[JOB] Could you reproduce every line of the data listing below, word for word and in the same order?
───── RECORDS PROVIDED ─────
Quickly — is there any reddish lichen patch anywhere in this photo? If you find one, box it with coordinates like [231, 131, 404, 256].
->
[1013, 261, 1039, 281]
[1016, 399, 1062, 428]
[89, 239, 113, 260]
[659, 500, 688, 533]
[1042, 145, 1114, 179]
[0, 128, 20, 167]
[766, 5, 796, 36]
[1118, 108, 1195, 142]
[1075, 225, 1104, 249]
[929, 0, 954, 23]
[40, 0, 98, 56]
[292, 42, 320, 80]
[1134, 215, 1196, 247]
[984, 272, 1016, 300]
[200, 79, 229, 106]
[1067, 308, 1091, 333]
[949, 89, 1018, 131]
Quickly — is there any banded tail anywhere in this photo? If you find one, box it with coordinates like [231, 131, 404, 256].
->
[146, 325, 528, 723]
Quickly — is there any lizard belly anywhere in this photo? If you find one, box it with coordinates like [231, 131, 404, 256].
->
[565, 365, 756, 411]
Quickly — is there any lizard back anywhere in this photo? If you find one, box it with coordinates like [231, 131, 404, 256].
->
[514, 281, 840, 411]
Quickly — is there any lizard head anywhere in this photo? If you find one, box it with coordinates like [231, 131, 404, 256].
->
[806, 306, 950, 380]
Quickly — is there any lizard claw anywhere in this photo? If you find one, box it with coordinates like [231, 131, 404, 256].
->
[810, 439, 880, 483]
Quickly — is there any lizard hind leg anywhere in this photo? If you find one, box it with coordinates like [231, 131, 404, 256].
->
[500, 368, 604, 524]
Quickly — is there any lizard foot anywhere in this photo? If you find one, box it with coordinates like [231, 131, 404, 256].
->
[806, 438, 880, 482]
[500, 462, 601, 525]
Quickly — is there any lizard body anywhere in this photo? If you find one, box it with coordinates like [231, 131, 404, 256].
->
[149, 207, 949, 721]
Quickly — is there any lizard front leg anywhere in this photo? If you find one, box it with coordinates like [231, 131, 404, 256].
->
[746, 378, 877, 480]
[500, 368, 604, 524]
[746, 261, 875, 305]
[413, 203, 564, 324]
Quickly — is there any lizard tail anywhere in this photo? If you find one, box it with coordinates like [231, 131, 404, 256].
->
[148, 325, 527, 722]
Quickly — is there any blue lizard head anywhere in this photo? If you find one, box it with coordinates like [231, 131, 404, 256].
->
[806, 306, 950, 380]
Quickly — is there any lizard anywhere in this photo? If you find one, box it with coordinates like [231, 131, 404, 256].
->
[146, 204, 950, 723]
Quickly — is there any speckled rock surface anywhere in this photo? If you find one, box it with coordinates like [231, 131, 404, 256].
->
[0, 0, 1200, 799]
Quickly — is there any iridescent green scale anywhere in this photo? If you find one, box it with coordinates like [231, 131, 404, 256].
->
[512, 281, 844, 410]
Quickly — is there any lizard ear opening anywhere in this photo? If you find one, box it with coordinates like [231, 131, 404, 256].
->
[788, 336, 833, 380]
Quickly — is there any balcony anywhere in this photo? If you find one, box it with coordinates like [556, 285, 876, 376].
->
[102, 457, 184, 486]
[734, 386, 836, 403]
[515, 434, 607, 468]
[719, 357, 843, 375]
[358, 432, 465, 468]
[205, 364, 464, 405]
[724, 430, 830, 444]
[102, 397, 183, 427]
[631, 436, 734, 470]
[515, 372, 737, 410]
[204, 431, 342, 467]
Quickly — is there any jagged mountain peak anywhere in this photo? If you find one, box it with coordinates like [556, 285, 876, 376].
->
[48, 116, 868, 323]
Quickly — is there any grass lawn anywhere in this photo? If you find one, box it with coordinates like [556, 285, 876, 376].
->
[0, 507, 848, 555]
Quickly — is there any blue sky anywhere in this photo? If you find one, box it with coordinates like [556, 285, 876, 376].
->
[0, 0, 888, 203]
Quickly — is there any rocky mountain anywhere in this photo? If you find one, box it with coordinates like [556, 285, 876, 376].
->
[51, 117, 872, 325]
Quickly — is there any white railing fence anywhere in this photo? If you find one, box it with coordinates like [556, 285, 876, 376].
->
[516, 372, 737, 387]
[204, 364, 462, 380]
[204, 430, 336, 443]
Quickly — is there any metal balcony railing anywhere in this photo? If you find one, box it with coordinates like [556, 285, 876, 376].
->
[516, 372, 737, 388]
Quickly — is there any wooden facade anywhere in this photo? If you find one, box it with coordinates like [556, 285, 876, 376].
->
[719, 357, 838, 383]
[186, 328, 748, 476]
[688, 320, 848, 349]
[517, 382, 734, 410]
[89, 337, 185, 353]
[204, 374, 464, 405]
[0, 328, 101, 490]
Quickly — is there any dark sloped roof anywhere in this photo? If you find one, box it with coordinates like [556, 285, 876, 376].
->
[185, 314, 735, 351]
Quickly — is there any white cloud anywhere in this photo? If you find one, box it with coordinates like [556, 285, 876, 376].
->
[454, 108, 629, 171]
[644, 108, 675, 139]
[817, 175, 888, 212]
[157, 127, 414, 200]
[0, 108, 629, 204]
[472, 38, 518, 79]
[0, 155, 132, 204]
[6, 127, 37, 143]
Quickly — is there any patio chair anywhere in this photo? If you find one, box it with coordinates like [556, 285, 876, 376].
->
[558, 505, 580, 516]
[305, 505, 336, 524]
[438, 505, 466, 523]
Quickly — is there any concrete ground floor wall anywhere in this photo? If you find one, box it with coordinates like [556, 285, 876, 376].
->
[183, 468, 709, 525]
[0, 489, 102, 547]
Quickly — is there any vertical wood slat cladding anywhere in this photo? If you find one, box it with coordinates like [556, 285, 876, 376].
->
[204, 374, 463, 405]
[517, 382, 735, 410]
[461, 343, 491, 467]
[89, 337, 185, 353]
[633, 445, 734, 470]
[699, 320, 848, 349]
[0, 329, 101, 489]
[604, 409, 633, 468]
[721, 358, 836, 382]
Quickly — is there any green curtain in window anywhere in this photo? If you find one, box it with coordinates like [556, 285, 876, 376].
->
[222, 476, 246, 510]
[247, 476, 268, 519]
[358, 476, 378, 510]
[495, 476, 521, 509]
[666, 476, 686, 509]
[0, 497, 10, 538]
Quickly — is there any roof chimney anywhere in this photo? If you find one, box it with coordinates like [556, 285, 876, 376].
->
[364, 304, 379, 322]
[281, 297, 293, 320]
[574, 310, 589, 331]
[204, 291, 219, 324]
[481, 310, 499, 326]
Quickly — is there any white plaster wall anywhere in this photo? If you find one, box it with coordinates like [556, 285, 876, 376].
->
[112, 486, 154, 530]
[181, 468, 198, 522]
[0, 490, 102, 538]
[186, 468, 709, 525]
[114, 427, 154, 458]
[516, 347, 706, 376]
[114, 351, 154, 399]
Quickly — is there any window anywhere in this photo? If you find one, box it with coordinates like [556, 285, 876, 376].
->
─────
[WRITTEN ANSWER]
Quickly — is there any reddish lichen patch anywhere in this photo? If you find one, box it with coordinates like [231, 131, 404, 256].
->
[1013, 261, 1039, 281]
[1016, 399, 1062, 428]
[89, 239, 113, 260]
[659, 500, 688, 533]
[1042, 145, 1114, 179]
[0, 128, 20, 167]
[766, 5, 796, 36]
[1118, 108, 1195, 142]
[1075, 225, 1104, 249]
[929, 0, 954, 23]
[40, 0, 98, 56]
[292, 42, 320, 80]
[1134, 215, 1196, 247]
[984, 272, 1016, 300]
[200, 79, 229, 106]
[1067, 308, 1091, 333]
[949, 89, 1018, 131]
Quickly — is there any banded tail anywhere in this photo? If you find one, box it with coordinates like [231, 131, 404, 256].
->
[146, 325, 528, 723]
Quickly — is there any lizard belly anywhere in this photo? If you find one, box it with coordinates like [231, 131, 404, 256].
->
[565, 365, 756, 411]
Quickly — is there any lizard back anywhere in this photo? If you find one, box it with coordinates like [231, 131, 404, 256].
->
[514, 281, 840, 411]
Quickly — is there any lizard head anywhere in this photo? If you find one, box it with coordinates like [231, 131, 404, 256].
->
[806, 306, 950, 380]
Quickly — is there any lizard claw anywhere in this photo? If you find one, box it with coordinates like [231, 131, 404, 256].
->
[810, 439, 880, 483]
Quickly — is there any lizard hind leg anywhere in this photo? If you find one, box it with coordinates like [231, 131, 404, 256].
->
[500, 368, 604, 524]
Quickly — is there any lizard foot anywhere in this photo? If you find one, box it with coordinates like [231, 131, 404, 256].
->
[806, 438, 880, 482]
[500, 462, 601, 525]
Quickly — is there any lizard body anywhere in this photo? If you find one, box it with coordinates like [231, 131, 404, 256].
->
[149, 207, 949, 721]
Quickly — is there any lizard front leg anywhere in this photo? If you find one, box it with coordinates like [231, 131, 404, 256].
->
[746, 378, 877, 480]
[500, 368, 604, 524]
[746, 261, 875, 305]
[413, 203, 564, 324]
Quickly — is there any lizard tail anywhere in this photo? If you find one, box it with coordinates like [231, 131, 404, 256].
->
[148, 325, 527, 722]
Quickly — is there any blue lizard head anywhere in this photo? If you find one, box it with coordinates like [231, 131, 404, 256].
->
[806, 306, 950, 380]
Quickly — is there any lizard anywhere in this photo? If you find one, box it with coordinates like [231, 131, 404, 256].
->
[146, 204, 950, 723]
Quickly — is there any speckled rock surface anywhere in this photo? If you find one, box it with coordinates like [231, 131, 404, 256].
->
[0, 0, 1200, 799]
Quickly — is there any iridescent green scale anywhere in this photo? If you find one, box it with coordinates like [231, 131, 404, 256].
->
[512, 281, 844, 410]
Quickly — is there any lizard ear opening anywhere in this photo? If you find one, box it with coordinates like [231, 131, 404, 256].
->
[788, 336, 833, 380]
Quickly — is there any balcony anywhere in this photo? If you find one, box it with coordinates like [556, 285, 876, 376].
->
[102, 457, 184, 486]
[734, 386, 836, 403]
[515, 434, 607, 468]
[719, 357, 843, 375]
[358, 432, 465, 468]
[205, 364, 464, 405]
[724, 430, 830, 444]
[102, 397, 183, 427]
[631, 436, 734, 470]
[515, 372, 737, 410]
[204, 431, 342, 467]
Quickly — is there any jagged mountain peak anywhere in this photo? If you find one, box it with coordinates like [556, 285, 876, 376].
->
[48, 116, 868, 323]
Quickly — is there any grass lawn anywhere in this photo? If you find one, box it with coordinates like [556, 285, 876, 376].
->
[0, 507, 848, 555]
Quickly — is there any blue sky anywhere in this photo? If you find one, box it with coordinates like [556, 285, 876, 376].
->
[0, 0, 888, 203]
Quickly — is there any rocky mountain anywhere in this photo? If you find one, box it with coordinates like [556, 285, 876, 376].
->
[51, 117, 872, 325]
Quickly — is there any white railing fence anywhere in this photo? If you find one, box it with coordinates like [556, 285, 876, 376].
->
[516, 372, 737, 387]
[204, 364, 462, 380]
[204, 430, 336, 443]
Quickly — is there any metal balcony railing anywhere in this photo? If you find one, box it with coordinates like [556, 285, 876, 376].
->
[516, 372, 737, 388]
Quickly — is there any wooden facade anywhere in this photo? If you find one, box it with coordinates like [556, 285, 876, 376].
->
[719, 357, 838, 383]
[186, 328, 748, 476]
[688, 320, 848, 349]
[517, 382, 734, 410]
[89, 337, 185, 353]
[204, 374, 464, 405]
[0, 328, 101, 490]
Quickly — is there any dark sloped roof anywhere in this photo? If you find one, box it with coordinates like [556, 285, 876, 376].
->
[185, 314, 735, 351]
Quickly — is there any white cloud anywhere in this photo? If you find one, box it with coordinates like [556, 285, 876, 376].
->
[454, 108, 629, 171]
[644, 108, 675, 139]
[817, 175, 888, 212]
[157, 127, 414, 200]
[0, 108, 629, 204]
[472, 38, 518, 79]
[0, 155, 132, 204]
[6, 127, 37, 143]
Quickly — is there any patio chair anywhere in this photo? If you find one, box it with coordinates like [556, 285, 876, 376].
->
[558, 505, 580, 516]
[305, 505, 336, 524]
[438, 505, 466, 523]
Quickly — is there any concrete ground floor wall anywhere in this photo? If you find one, box it with coordinates like [556, 285, 876, 376].
->
[183, 468, 709, 525]
[0, 489, 102, 547]
Quickly — is there any vertical wood slat cladding anywhere in this photo? If you find one, box it with coordinates like [556, 285, 876, 376].
->
[204, 374, 463, 405]
[517, 382, 735, 410]
[461, 343, 491, 467]
[89, 337, 185, 353]
[633, 445, 734, 470]
[699, 320, 848, 349]
[0, 329, 101, 489]
[604, 409, 633, 468]
[721, 358, 836, 382]
Quickly — is there any green curtain in window anywhere in this photo? If you find one, box it with coordinates like [556, 285, 876, 376].
->
[222, 476, 246, 510]
[247, 476, 268, 519]
[358, 476, 378, 510]
[495, 476, 521, 509]
[666, 476, 686, 509]
[0, 497, 10, 538]
Quickly — is there any roof chimney anywhere in this photo? If you find one, box it with coordinates like [556, 285, 876, 376].
->
[364, 304, 379, 322]
[281, 297, 293, 320]
[574, 310, 589, 331]
[204, 291, 219, 324]
[481, 310, 499, 326]
Quickly — is there any white plaster wall anywhere in this photo? If you find one, box it with coordinates like [556, 285, 876, 376].
->
[112, 486, 154, 530]
[181, 468, 198, 522]
[0, 490, 102, 538]
[186, 468, 709, 525]
[114, 427, 154, 458]
[516, 347, 706, 376]
[114, 351, 154, 399]
Quickly — is there any window anywhere in this photo? If you find one, box it with coordinates like [556, 285, 876, 376].
->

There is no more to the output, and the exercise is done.